[START OF DOCUMENT]

Leaving aside some other issues that this whole email chain has opened up,

I'd guess that your most immediate problem is that you are trying to
numerically integrate the PMF of a discrete distribution but you are
treating it as a continuous distribution. If you took the time to properly
debug (as you were instructed yesterday) you'd probably find that whenever
you call dpois(x, lambda) for x not an integer you get a warning message.

Specifically, check this out

> integrate(dpois,0,Inf,1)
9.429158e-13 with absolute error < 1.7e-12

> n = 0:1000; sum(dpois(n,1))
1

I could be entirely off base here, but I'm guessing that many of your
problems derive from this.



On another basis, please, please read this:
http://google-styleguide.googlecode.com/svn/trunk/google-r-style.html
or this
http://had.co.nz/stat405/resources/r-style-guide.html

And, perhaps most importantly, don't rely on the black magic of values
moving in and out of functions (lexical scoping). Seriously, just don't do
it.

If you have helper functions that need values, actively pass them: you will
save yourself hours of trouble when (not if) you debug your functions. I'm
looking, for example, at g() in the first big block of code you provided.
Call it g(a,n) and spend the extra 4 keystrokes to pass the values. It makes
everyone happier.

Michael

On Thu, Sep 1, 2011 at 12:37 PM, . . <xkzi...@gmail.com> wrote:

> So, please excuse me Michael, you are completely sure. I will try
> describe I am trying to do, please let me know if I can provide more
> info.

[END OF DOCUMENT]
[START OF RECORDS FOR THIS EXERCISE]

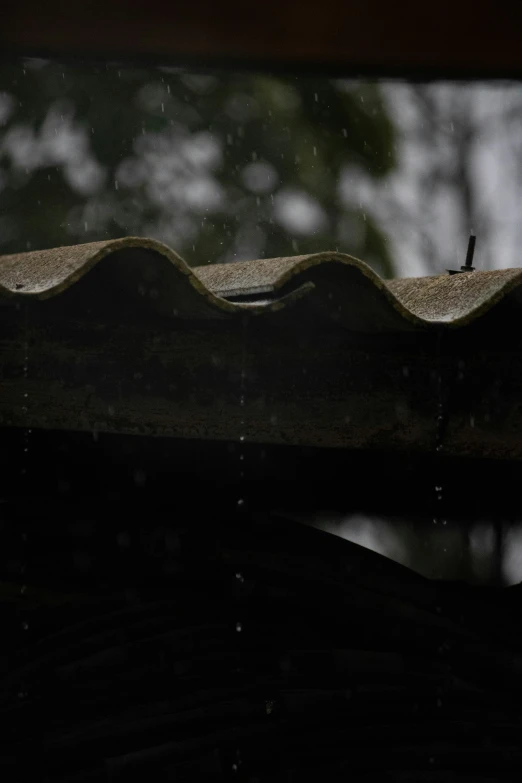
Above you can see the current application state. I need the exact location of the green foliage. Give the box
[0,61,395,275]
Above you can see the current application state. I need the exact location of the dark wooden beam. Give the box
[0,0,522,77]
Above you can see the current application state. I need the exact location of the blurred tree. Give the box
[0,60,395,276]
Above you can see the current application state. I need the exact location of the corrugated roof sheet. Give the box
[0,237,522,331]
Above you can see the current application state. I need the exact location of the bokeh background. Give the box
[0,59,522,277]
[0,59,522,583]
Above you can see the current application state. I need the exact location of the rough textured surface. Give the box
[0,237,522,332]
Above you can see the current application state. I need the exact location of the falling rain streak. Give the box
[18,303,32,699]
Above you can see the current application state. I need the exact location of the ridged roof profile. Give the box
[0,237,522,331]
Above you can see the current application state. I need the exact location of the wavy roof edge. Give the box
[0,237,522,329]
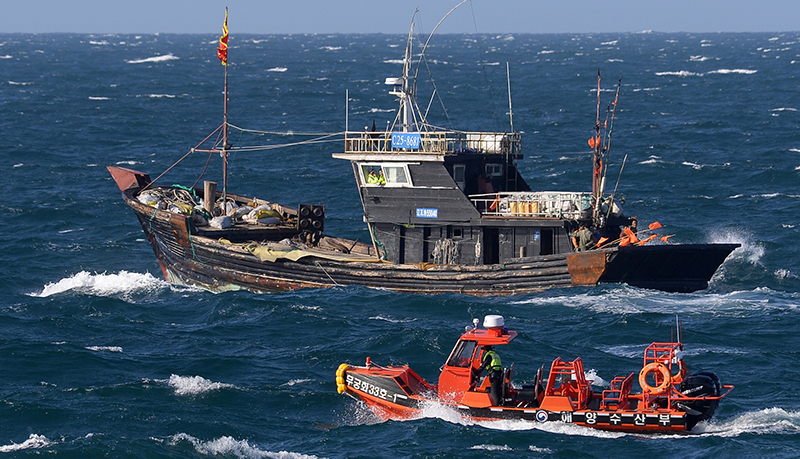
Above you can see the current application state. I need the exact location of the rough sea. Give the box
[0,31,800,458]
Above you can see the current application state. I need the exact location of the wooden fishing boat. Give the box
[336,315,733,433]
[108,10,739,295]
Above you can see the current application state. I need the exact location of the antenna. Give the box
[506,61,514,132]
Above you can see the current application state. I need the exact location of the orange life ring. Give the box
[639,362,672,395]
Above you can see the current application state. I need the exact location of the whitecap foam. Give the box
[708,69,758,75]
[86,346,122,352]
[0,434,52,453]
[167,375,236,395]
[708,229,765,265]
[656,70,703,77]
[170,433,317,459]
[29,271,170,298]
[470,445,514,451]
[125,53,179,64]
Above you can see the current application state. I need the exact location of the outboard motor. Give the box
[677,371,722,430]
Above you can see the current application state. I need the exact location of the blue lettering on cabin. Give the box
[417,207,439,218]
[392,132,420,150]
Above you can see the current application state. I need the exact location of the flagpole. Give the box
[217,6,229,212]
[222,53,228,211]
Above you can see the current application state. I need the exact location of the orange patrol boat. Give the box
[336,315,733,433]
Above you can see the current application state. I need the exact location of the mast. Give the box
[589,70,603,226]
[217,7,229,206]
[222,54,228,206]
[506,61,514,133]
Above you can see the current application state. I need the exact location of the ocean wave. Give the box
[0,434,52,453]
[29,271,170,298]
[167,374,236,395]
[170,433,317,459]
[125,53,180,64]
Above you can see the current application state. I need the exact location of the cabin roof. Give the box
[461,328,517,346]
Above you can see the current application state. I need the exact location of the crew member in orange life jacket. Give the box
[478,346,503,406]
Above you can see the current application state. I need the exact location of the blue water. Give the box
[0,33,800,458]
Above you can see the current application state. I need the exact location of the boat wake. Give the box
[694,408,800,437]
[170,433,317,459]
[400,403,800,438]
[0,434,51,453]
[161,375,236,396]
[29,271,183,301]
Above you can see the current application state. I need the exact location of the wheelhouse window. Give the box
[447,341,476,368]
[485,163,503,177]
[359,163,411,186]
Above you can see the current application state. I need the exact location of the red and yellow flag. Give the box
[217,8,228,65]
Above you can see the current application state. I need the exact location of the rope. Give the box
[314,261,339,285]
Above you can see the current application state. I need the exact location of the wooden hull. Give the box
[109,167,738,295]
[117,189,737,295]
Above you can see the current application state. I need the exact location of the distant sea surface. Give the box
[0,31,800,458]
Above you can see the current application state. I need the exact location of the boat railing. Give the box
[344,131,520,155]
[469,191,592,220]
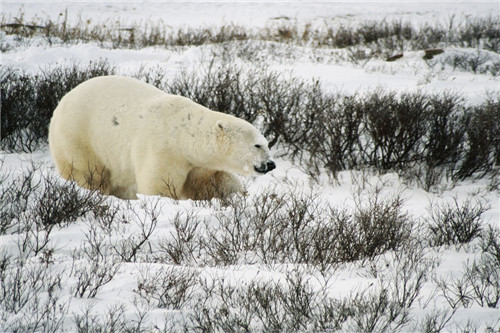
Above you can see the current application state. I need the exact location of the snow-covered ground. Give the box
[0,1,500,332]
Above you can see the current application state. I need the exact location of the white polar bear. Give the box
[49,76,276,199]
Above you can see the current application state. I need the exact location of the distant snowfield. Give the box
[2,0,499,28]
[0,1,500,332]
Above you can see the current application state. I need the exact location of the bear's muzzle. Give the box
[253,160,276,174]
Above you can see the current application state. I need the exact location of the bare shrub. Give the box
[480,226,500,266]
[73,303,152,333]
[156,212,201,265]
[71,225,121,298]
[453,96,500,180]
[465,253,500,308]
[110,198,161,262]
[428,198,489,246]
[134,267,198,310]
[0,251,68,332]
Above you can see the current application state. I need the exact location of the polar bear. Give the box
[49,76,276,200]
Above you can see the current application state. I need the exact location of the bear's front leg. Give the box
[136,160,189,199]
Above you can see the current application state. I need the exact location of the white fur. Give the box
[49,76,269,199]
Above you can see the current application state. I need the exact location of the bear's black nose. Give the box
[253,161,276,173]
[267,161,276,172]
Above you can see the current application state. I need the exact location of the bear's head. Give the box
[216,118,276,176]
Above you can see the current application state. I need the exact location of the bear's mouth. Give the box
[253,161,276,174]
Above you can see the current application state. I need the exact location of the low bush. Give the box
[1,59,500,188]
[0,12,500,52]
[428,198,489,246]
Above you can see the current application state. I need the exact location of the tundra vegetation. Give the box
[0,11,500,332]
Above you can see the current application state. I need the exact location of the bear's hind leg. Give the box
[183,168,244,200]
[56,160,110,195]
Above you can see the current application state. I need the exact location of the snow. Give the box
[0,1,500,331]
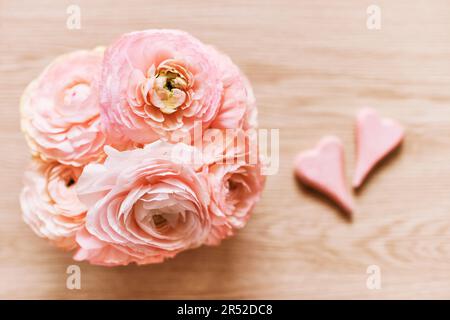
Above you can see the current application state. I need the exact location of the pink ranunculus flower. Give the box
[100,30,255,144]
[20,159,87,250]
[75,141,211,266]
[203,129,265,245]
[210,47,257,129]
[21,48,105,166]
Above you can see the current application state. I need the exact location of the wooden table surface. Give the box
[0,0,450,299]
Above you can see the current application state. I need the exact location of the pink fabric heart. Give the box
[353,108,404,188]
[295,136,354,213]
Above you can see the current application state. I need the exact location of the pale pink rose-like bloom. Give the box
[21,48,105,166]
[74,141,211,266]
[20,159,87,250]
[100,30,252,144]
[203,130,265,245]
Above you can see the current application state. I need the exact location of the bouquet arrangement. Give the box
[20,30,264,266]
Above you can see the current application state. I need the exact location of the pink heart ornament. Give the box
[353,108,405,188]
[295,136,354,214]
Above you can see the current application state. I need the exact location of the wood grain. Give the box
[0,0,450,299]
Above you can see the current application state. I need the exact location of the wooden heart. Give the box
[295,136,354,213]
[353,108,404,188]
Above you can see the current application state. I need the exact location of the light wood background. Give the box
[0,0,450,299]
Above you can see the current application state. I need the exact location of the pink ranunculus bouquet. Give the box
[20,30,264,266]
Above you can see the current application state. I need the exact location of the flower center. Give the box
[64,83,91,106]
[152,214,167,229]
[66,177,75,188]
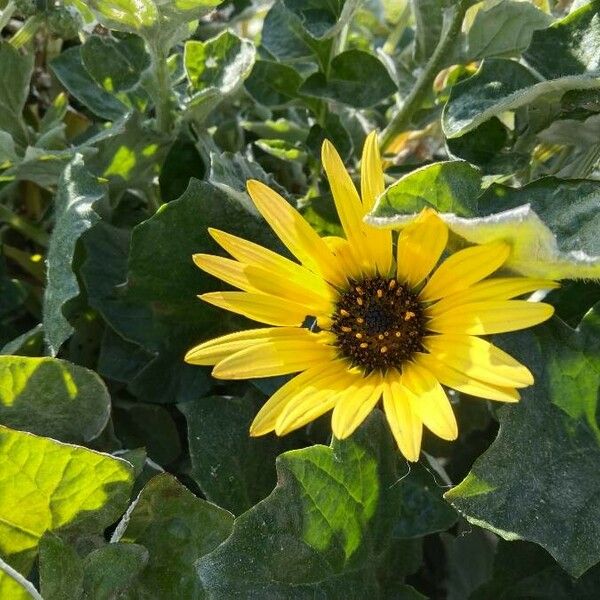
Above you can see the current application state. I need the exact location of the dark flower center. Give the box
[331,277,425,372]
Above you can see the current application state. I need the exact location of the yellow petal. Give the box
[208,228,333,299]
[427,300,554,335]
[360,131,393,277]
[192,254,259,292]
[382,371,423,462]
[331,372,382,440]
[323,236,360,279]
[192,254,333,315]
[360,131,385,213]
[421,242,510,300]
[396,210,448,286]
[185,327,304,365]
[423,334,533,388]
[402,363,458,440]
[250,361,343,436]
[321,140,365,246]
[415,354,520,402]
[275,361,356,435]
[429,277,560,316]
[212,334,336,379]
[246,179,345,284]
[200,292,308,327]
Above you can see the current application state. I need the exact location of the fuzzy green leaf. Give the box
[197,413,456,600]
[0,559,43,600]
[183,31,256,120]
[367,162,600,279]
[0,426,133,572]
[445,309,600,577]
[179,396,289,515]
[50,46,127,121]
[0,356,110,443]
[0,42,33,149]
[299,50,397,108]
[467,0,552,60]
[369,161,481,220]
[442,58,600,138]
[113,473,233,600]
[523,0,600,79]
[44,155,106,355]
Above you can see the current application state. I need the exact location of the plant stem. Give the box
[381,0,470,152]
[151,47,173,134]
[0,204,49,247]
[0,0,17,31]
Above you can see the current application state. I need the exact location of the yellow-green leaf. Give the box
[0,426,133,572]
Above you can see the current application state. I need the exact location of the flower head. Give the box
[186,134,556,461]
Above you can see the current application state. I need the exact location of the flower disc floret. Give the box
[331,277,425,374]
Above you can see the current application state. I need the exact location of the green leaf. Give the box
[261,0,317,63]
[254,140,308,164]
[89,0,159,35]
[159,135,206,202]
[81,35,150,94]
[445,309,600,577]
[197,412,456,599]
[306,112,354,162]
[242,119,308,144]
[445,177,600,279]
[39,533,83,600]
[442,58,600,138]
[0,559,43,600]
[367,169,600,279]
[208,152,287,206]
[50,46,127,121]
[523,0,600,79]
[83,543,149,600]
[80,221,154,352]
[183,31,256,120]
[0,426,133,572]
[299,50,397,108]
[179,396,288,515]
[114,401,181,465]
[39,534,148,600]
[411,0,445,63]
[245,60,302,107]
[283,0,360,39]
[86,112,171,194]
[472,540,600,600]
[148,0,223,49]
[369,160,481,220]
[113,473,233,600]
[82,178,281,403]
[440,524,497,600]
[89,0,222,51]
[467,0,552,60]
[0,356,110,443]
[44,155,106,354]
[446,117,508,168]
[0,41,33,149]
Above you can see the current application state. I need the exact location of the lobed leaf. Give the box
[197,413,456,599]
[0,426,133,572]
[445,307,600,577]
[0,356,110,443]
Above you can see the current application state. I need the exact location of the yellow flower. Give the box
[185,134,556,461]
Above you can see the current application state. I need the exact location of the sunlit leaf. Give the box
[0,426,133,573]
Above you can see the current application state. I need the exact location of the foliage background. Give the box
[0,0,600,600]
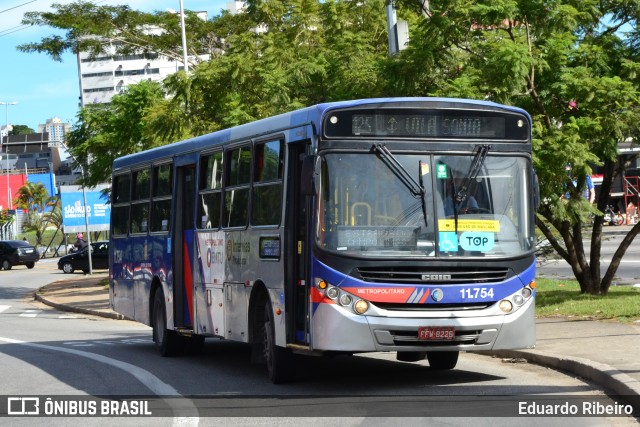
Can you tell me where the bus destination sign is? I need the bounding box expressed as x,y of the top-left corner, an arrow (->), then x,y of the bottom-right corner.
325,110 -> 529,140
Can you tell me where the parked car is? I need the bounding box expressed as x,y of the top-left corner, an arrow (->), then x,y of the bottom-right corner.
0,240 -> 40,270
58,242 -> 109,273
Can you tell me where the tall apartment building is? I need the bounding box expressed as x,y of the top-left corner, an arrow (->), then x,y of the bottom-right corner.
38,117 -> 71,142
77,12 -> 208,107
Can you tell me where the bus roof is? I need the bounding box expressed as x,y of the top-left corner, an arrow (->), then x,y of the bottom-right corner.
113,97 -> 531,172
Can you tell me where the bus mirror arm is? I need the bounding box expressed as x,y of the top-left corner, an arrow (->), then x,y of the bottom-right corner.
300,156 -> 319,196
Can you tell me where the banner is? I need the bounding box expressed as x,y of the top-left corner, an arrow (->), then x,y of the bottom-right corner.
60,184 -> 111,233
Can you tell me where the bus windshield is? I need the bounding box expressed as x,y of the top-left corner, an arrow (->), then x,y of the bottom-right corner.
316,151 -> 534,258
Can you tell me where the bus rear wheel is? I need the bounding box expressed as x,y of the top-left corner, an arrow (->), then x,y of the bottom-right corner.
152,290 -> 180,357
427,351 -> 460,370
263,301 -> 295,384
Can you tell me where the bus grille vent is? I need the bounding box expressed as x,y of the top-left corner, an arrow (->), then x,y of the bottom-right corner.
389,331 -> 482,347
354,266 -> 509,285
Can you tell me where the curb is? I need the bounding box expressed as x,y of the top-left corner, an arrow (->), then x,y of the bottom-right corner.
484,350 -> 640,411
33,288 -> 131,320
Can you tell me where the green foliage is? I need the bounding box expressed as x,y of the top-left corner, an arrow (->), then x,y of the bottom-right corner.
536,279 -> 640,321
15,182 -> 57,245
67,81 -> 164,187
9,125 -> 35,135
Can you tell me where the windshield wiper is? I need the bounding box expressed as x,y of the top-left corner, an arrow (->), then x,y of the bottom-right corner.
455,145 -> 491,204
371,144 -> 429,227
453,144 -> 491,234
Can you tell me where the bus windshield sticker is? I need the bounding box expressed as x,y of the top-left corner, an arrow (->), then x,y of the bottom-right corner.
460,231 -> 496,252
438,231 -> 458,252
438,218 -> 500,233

[END OF RECORDS FOR THIS EXERCISE]

◆ TO BE DONE ◆
a: Which rows above contain the string "rough"? Pull out each of those rows in full.
b: Can you carry on the R mailing-list email about numerically integrating a Poisson PMF, picking up right after its last line?

◆ RESPONSE LIST ◆
a:
Above you can see the current application state. I need the exact location of the rough textured surface. Give the box
Above you can see the current application state. I need the exact location of the rough sea. Give the box

b:
>
> The idea is provide to "func" two probability density functions(PDFs)
> and obtain another PDF that is a compound of them. In a final analysis
> this characterize an abundance distribution for me. The two PDFs are
> provided through "f" and "g" and there is some manipulation here
> because I need flexibility to easily change this two funcions.
>
> In the code provided, "f" is the Exponential distribution and "g" is
> the Poisson distribution. For this case, I have the analytical
> solution, below. This way I can check the result. But I am also
> considering other combinations of  "f" and "g" that have difficult, or
> even does not have analitical solution. This is the reason why I am
> trying to develop "func".
>
> func2 <- function(y, frac, rate, trunc=0, log=FALSE) {
>    is.wholenumber <- function(x, tol = .Machine$double.eps^0.5)
>        abs(x - round(x)) < tol
>    if(FALSE %in% sapply(y,is.wholenumber))
>        print("y must be integer because dpoix is a discrete PDF.")
>    else {
>        f <- function(y){
>            b <- y*log(frac)
>            m <- log(rate)
>            n <- (y+1)*log(rate+frac)
>            if(log)b+m-n else exp(b+m-n)
>        }
>        f(y)/(1-f(trunc))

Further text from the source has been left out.